Tasks to complete:
1 > Please output the text of the passage on la sape starting with "I created the" and going on through "never catch one.".
2 > List each of the contrasting surroundings that the passage on la sape says appear in Western media photographs of sapeurs.

Reading passage:
* Begin *
A collage of sapeurs, including Ben Moukacha (left), taken from a 2016 video by director Morgan Mapinda Mapinda for the YouTube channel Congoshow.

Photographs of la sape, the Congolese sartorial subculture, often have a particular quality when appearing in Western media. They feature clothes the movement is known for: brightly coloured suits and ties, crisp patterned socks and pocket squares, occasionally, accessories like tobacco pipes, bowler hats and canes, which seem to parody colonisers of yore. But the outfits stick out not only because they are brilliantly assembled, but because of the contrasting surroundings: dirt roads, faded clothes lines, overflowing trash cans, barefoot children. They are almost always taken outdoors, usually the streets of Kinshasa or Brazzaville.1 ‘Living in Poverty and Spending a Fortune to Look Like a Million Dollars,’ summed up the title of a 2015 documentary by RT, the Russian English-language television network.2 Sapeurs, a 2014 documentary short sponsored by the beer company Guinness, gave the disparity between subject and surrounding an uplifting spin. ‘[Sapeurs] have a simple philosophy,’ a voice-over narrator explains. ‘To defy circumstance, and to live with joie de vivre.’3

Sapeurs produce their own media, too. It is different in style and tone from outsiders’ efforts. The French-language YouTube videos in which Ben Moukacha appears present the restauranteur and his fellow sapeurs, members of the Congolese diaspora in Paris, as celebrities. In one interview, he and a journalist dine in a restaurant, chatting as a bottle of champagne chills in an ice bucket.4 In another, by the Congolese web-TV series Ziana, Moukacha stands in the Brazzaville airport as a camera follows his every gesture, paparazzi style.5 Moukacha immigrated to Paris in the eighties, and this video captures his homecoming after thirty years in France. He recites a prayer: Glory to you, sapelogie. Beneficent be your science. You to whom I’ve given my body soul and spirit, protect me from bandits who want to harm my clothes!6

Moukacha delivers these lines with dead seriousness, only breaking character and grinning when his entourage applauds. Recently, I asked him what he thought of outside media coverage of la sape, both by journalists and documentarians and in culture at large. (Solange Knowles’ 2012 music video, ‘Losing You,’ featured Congolese sapeurs living in South Africa; Paul Smith’s spring/summer 2010 collection was inspired by the sapeurs photographed in the book Gentlemen of Bakongo, by Italian photographer Daniele Tamagni.) ‘I don’t think it’s bad,’ Moukacha said. ‘But it often passes over the phenomenon, speaking only about the festive parts, about the joy and the parties. La sape is not just about clothes.’

Moukacha’s online persona is akin to a movement intellectual; He’s fond of inventing new words and concepts to theorise la sape, and discussing them with pomp and circumstance.7 When we meet, our surroundings – his small, cosy restaurant on the rue de Clignancourt – do seem to belie his larger-than-life moniker: ‘billionaire in clothes.’8 But looks aren’t everything, he reminds me. ‘Behind every image is a discourse.’

***

I created the concept of ‘sapelogie,’ a neologism which means the science of la sape, after the two civil wars in the Republic of Congo. In 1998, people were speaking about peace. Thinking about my country, I had the idea: What can we do for the youth who bore arms? A new concept, a new ideology, was necessary. At the same time, it had to be something they knew already, which was innate. Which is la sape. La sape is an acronym: Societe des Ambianceurs et des Personnes Elegantes.9 Sapelogie is a neologism to nourish the movement. We have the ten commandments of sapelogie. There’s no violence. There are no ethnic distinctions. When one is a sapelogue, you’re not on drugs. You’re not an alcoholic or a gigolo. You don’t who have mistresses all over the place. Because you are so anchored in clothing, you are straight. If you follow two rabbits at once, you’ll never catch one.
* End *
Material shown:
* Begin *
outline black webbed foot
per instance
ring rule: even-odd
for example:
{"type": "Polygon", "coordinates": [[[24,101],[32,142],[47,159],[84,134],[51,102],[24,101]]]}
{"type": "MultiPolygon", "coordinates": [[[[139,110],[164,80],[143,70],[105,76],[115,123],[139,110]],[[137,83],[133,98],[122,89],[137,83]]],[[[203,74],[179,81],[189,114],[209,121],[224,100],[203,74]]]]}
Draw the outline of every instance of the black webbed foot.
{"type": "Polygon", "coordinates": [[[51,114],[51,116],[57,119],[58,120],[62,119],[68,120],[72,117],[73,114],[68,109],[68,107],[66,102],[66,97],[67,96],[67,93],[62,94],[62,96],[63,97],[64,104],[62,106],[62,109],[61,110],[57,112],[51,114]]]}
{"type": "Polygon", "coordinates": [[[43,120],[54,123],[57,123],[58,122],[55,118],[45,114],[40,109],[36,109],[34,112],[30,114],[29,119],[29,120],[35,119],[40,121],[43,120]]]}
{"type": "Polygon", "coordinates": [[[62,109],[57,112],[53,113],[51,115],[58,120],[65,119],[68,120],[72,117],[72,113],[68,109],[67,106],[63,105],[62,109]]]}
* End *
The answers:
1 >
I created the concept of ‘sapelogie,’ a neologism which means the science of la sape, after the two civil wars in the Republic of Congo. In 1998, people were speaking about peace. Thinking about my country, I had the idea: What can we do for the youth who bore arms? A new concept, a new ideology, was necessary. At the same time, it had to be something they knew already, which was innate. Which is la sape. La sape is an acronym: Societe des Ambianceurs et des Personnes Elegantes.9 Sapelogie is a neologism to nourish the movement. We have the ten commandments of sapelogie. There’s no violence. There are no ethnic distinctions. When one is a sapelogue, you’re not on drugs. You’re not an alcoholic or a gigolo. You don’t who have mistresses all over the place. Because you are so anchored in clothing, you are straight. If you follow two rabbits at once, you’ll never catch one.

2 >
- dirt roads
- faded clothes lines
- overflowing trash cans
- barefoot children